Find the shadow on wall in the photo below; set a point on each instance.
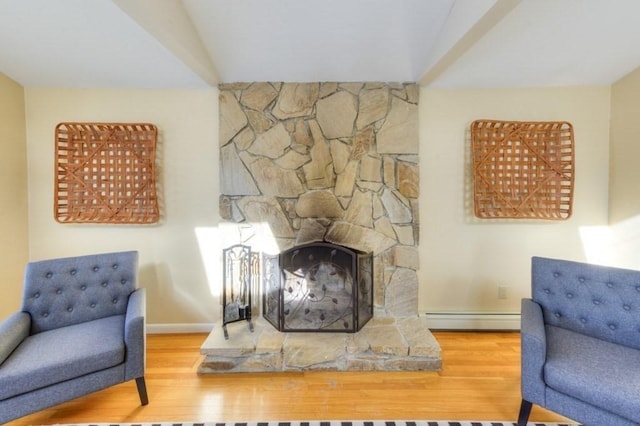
(172, 302)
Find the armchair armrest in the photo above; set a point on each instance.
(534, 352)
(135, 335)
(13, 331)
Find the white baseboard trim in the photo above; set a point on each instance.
(179, 328)
(472, 321)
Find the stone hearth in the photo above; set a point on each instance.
(383, 344)
(336, 163)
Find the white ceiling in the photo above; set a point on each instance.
(200, 43)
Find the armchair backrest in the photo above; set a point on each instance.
(600, 301)
(72, 290)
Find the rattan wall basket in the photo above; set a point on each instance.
(522, 170)
(105, 173)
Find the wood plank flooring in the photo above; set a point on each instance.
(480, 380)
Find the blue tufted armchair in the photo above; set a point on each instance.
(81, 329)
(581, 343)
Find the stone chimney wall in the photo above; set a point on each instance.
(335, 162)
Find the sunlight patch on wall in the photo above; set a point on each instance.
(617, 245)
(212, 240)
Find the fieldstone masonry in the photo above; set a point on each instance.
(334, 162)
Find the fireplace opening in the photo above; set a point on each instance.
(318, 287)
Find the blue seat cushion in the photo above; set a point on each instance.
(62, 354)
(597, 372)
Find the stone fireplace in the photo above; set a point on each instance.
(335, 163)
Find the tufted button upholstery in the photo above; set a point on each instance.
(78, 288)
(595, 300)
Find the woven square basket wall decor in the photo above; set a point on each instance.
(522, 170)
(105, 173)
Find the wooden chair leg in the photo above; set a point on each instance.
(142, 390)
(525, 410)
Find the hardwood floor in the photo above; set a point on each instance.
(480, 380)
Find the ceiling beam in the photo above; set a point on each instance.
(169, 23)
(494, 15)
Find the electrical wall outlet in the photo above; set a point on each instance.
(502, 292)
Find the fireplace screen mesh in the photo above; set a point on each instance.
(319, 287)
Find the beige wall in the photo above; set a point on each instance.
(14, 251)
(465, 259)
(177, 256)
(625, 148)
(622, 237)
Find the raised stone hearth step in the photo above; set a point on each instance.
(383, 344)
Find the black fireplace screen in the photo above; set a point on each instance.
(318, 287)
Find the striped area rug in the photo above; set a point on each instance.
(332, 423)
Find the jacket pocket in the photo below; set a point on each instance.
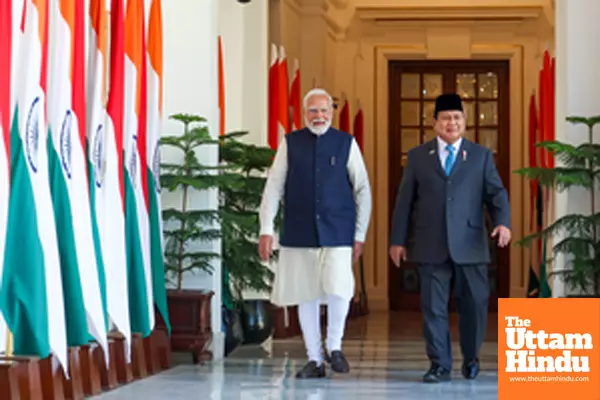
(474, 223)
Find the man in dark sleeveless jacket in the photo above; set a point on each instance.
(447, 184)
(320, 176)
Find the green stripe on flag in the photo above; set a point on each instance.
(138, 297)
(156, 254)
(23, 292)
(98, 244)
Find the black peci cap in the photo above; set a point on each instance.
(447, 102)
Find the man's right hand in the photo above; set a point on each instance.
(265, 247)
(398, 254)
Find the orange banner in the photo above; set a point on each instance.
(549, 348)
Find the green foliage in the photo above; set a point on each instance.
(185, 229)
(240, 199)
(580, 232)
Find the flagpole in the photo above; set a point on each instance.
(9, 343)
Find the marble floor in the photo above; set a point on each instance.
(386, 356)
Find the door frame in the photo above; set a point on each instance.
(378, 233)
(448, 69)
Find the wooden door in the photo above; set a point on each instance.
(413, 87)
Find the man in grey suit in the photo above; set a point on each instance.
(447, 182)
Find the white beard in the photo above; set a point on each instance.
(317, 129)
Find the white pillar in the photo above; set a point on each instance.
(244, 32)
(577, 89)
(191, 86)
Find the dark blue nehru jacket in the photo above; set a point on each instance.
(318, 205)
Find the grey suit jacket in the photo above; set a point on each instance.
(449, 211)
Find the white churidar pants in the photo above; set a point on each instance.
(308, 277)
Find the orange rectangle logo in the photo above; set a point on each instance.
(549, 349)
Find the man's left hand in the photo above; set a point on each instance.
(357, 251)
(503, 235)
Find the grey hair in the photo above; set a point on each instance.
(318, 92)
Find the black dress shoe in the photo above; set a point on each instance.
(311, 370)
(470, 369)
(436, 374)
(338, 362)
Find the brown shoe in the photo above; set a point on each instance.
(311, 370)
(338, 362)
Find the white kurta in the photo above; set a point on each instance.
(308, 274)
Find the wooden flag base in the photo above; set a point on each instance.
(26, 370)
(73, 386)
(29, 378)
(9, 380)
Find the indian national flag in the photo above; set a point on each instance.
(141, 304)
(6, 110)
(31, 296)
(103, 168)
(68, 179)
(155, 103)
(110, 194)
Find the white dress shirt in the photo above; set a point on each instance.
(275, 185)
(443, 152)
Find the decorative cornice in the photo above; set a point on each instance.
(340, 4)
(449, 13)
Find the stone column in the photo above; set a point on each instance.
(577, 90)
(244, 32)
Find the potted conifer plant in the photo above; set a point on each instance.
(239, 208)
(187, 231)
(579, 232)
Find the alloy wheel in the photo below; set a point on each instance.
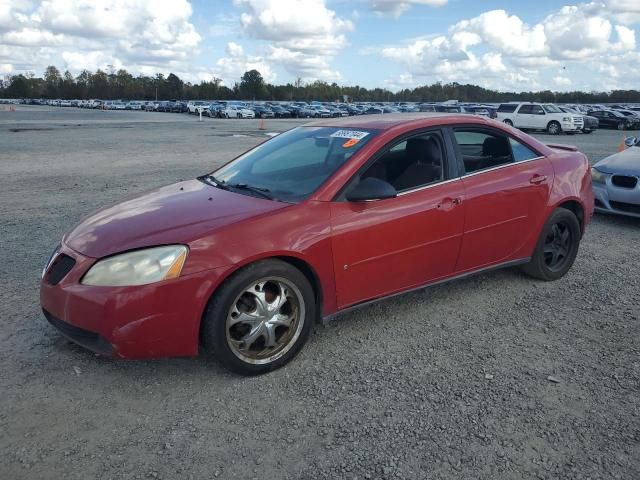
(557, 246)
(265, 320)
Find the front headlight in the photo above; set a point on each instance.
(139, 267)
(597, 176)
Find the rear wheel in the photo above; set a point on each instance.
(260, 317)
(557, 246)
(554, 128)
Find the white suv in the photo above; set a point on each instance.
(539, 116)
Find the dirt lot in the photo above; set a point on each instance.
(451, 382)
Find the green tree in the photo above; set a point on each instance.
(52, 80)
(252, 86)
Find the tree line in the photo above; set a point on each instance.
(121, 84)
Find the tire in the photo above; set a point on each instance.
(554, 128)
(224, 334)
(554, 256)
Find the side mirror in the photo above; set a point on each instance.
(371, 188)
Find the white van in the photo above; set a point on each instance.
(539, 116)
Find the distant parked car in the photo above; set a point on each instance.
(320, 111)
(280, 112)
(261, 111)
(616, 181)
(590, 123)
(243, 261)
(613, 119)
(164, 106)
(197, 106)
(632, 115)
(179, 107)
(539, 116)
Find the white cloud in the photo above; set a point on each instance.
(499, 49)
(303, 35)
(562, 81)
(398, 7)
(233, 66)
(130, 33)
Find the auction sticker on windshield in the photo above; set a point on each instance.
(349, 134)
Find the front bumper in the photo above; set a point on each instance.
(619, 201)
(148, 321)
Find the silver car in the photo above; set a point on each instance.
(616, 181)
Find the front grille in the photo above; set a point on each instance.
(59, 269)
(624, 181)
(82, 337)
(626, 207)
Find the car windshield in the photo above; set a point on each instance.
(292, 165)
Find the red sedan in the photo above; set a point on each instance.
(317, 220)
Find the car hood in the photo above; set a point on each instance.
(178, 213)
(626, 162)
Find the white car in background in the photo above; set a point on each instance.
(197, 106)
(539, 116)
(320, 111)
(233, 111)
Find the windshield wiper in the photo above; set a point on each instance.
(264, 192)
(211, 180)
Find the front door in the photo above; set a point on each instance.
(386, 246)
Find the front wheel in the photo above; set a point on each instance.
(260, 317)
(554, 128)
(557, 246)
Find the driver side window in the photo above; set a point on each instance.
(415, 162)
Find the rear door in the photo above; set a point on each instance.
(538, 117)
(505, 197)
(523, 117)
(387, 246)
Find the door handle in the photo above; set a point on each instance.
(448, 203)
(537, 179)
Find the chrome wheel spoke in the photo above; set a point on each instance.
(265, 320)
(270, 336)
(281, 321)
(245, 343)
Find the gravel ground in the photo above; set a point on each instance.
(493, 377)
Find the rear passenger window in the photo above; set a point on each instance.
(482, 150)
(520, 152)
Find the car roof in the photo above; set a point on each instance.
(388, 121)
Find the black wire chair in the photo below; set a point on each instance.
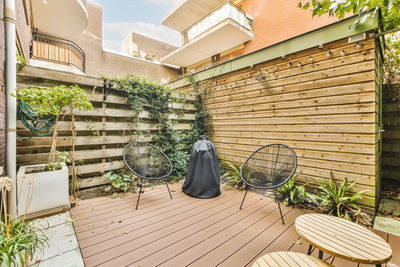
(269, 167)
(147, 162)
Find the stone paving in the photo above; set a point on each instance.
(63, 249)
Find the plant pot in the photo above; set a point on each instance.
(39, 190)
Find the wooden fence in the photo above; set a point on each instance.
(101, 132)
(391, 136)
(323, 102)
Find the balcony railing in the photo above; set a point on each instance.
(227, 11)
(58, 50)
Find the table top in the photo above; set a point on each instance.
(285, 258)
(343, 239)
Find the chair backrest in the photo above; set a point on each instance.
(146, 161)
(269, 167)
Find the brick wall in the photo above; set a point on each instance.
(2, 89)
(23, 27)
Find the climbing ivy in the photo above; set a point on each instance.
(154, 98)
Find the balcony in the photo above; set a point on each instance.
(63, 18)
(189, 12)
(57, 50)
(223, 29)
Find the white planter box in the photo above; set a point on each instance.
(41, 190)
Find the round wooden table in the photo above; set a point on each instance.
(286, 259)
(343, 239)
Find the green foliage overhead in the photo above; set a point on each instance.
(392, 61)
(52, 100)
(339, 8)
(154, 98)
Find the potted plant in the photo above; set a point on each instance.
(20, 241)
(48, 181)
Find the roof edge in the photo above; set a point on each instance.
(329, 33)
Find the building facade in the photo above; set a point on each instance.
(218, 31)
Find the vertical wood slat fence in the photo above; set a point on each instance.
(323, 102)
(101, 133)
(391, 136)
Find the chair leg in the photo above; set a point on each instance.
(279, 206)
(140, 192)
(166, 183)
(243, 198)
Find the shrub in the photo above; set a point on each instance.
(337, 199)
(291, 193)
(19, 240)
(120, 180)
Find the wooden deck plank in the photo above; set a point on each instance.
(184, 230)
(132, 242)
(190, 249)
(253, 246)
(158, 219)
(145, 211)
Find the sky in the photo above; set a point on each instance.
(121, 17)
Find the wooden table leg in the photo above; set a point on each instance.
(309, 250)
(320, 254)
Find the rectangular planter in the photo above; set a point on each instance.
(41, 191)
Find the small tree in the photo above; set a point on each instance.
(53, 100)
(339, 8)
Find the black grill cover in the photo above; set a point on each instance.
(203, 176)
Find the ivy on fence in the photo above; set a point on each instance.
(154, 98)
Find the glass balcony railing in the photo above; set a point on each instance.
(227, 11)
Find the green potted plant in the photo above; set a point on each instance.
(20, 241)
(50, 181)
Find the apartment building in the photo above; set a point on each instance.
(216, 31)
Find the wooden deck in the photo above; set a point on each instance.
(188, 231)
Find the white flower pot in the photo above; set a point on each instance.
(41, 191)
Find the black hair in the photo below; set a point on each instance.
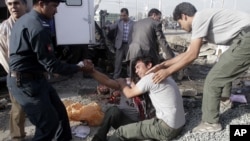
(154, 11)
(125, 10)
(185, 8)
(46, 1)
(146, 60)
(23, 1)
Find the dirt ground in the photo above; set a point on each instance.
(80, 89)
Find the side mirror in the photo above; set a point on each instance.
(73, 2)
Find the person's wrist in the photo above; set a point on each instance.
(81, 64)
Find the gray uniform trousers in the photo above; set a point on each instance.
(115, 118)
(120, 54)
(154, 128)
(232, 63)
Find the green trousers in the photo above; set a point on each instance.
(154, 129)
(232, 63)
(115, 118)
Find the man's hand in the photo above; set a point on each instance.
(155, 68)
(160, 75)
(86, 65)
(122, 82)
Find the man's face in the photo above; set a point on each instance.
(141, 68)
(185, 25)
(16, 8)
(49, 9)
(124, 16)
(156, 17)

^^^^^^^^

= What is asked =
Retype the lines without any change, beginning at the line that contains "Find the green trousers" and stopping after the last line.

= Result of the task =
Find the green trousers in the photo above; set a point on each instance.
(154, 129)
(232, 63)
(115, 118)
Find the man's hand in the photo above; set a point on each instance.
(155, 68)
(160, 75)
(86, 65)
(122, 82)
Find the man's face in the photo above; set a point on each instance.
(141, 68)
(185, 25)
(16, 8)
(49, 9)
(124, 16)
(156, 17)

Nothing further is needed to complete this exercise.